#### SOURCE:
++++++
Legislators oppose county seal use on NY State Police notices to gun owners

By Liz Schevtchuk Armstrong

Putnam County’s Legislature appears poised to link a new assertion of county rights to its old opposition to gun control, moving to prevent use of the county seal on notices from the New York State Police to handgun owners reminding them to recertify their weapons every five years.

The county seal

In Carmel on Tuesday night (Feb. 18), the legislature’s Rules, Enactments and Intergovernmental Relations Committee took up the question of cooperation with the state police, a year after the legislature urged repeal of the 2013 NY SAFE Act — the New York State Secure Ammunition and Firearms Enforcement Act, passed by the state legislature after the December 2012 massacre of children in Newtown, Conn., and murder of two firefighters responding to a blaze in a rural New York community.

The three-person Rules Committee unanimously approved a draft resolution prohibiting unauthorized use of Putnam County’s seal, clearing the measure for adoption by the entire nine-member legislature at an upcoming session.

SAFE Act objections

Although the draft resolution does not mention the gun-control law by name, “this is in response to the NY SAFE Act. So we have to keep it in that context,” said Legislator Dini LoBue, who chairs the Rules Committee. “I am not in favor” of the state police using the seal. “I think this is just further evidence that they want to try to aggravate the people, the gun-holders that have legal permits. We already went through this last year,” when objecting to the SAFE Act, she observed.

Several counties have already adopted resolutions forbidding use of their seals by the state police, who, under the NY SAFE Act handle the license recertification of pistols and revolvers. According to the state penal law, which incorporates SAFE Act provisions, “all licensees shall be recertified to the Division of State Police every five years” and must undertake recertification by Jan. 31, 2018. “Failure to recertify shall act as a revocation of such a license,” the law warns. It directs that “not less than one year prior to such date, the state police shall send a notice to all license-holders who have not recertified by such time.”

Hence the state police interest in help from counties — or at least county seals.

In a Feb. 18 memo, County Clerk Dennis Sant objected to “the unauthorized use of the official county seal,” pointing out that “it has recently come to our attention that the New York State Police” in implementing the SAFE Act “was considering the dissemination of correspondence to Putnam County pistol licensees with our official county seal.” Sant said that he gave no permission to the state police, or Gov. Andrew Cuomo, to use the seal “on any of their correspondence for any of their endeavors under the NY SAFE Act.” He added that he had informed the county attorney.

Then the legislators got involved too.

Governor Cuomo signs the NY SAFE Act on Jan. 15, 2013 (official photo).
Governor Cuomo signs the NY SAFE Act on Jan. 15, 2013 (official photo).

The draft resolution declares the legislature “denies any entity, including another governmental entity, permission to use the name and or official seal” as well as “the letterhead of any county department or agency … without written consent” of both the legislature and the county clerk. The draft resolution points to “situations where private and other governmental entities indicated a desire to utilize the name and/or official seal of the County of Putnam for purposes not involving an official function of the county, in order to misleadingly suggest the county’s involvement in or support of such matters.”
++++++
#### SUPPLIED INFORMATION:

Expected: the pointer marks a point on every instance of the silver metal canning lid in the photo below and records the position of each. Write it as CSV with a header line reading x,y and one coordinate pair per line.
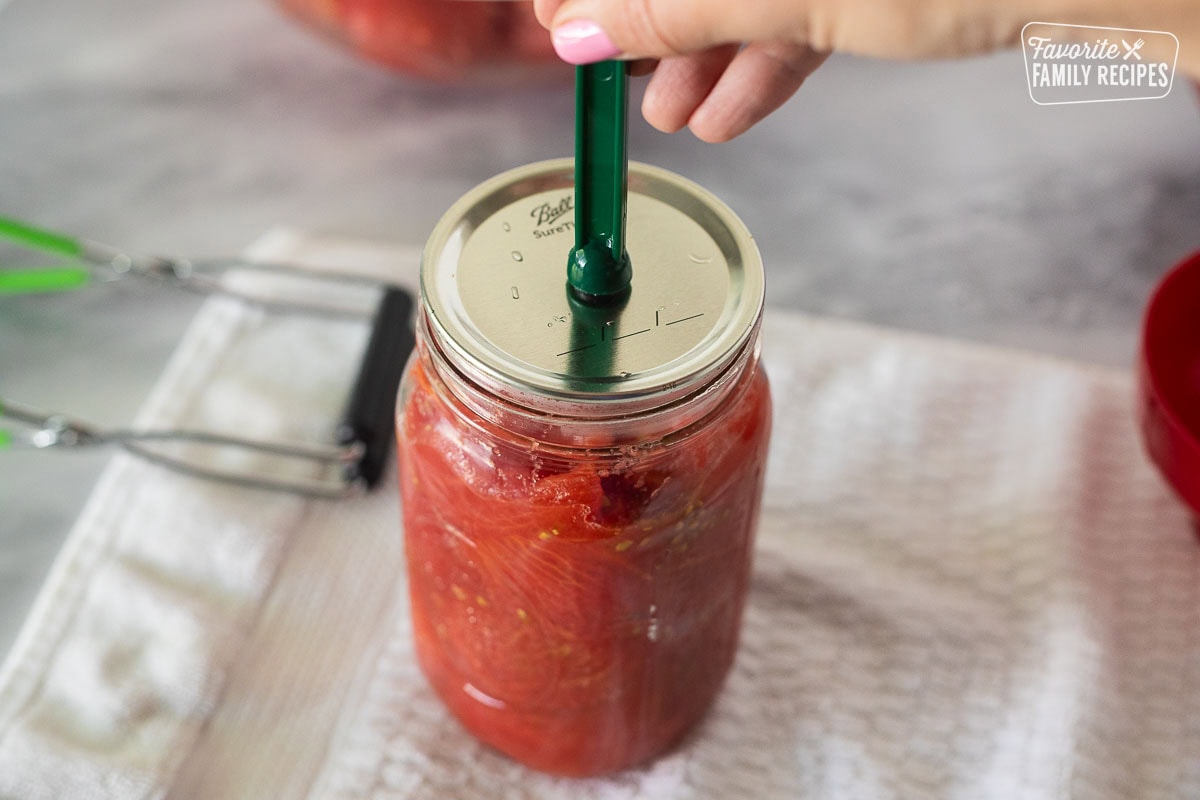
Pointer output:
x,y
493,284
++++++
#### DIRECTIONS:
According to the article on Putnam County's seal, by what date must handgun licensees undertake recertification under state penal law?

#### WRITTEN RESPONSE:
Jan. 31, 2018.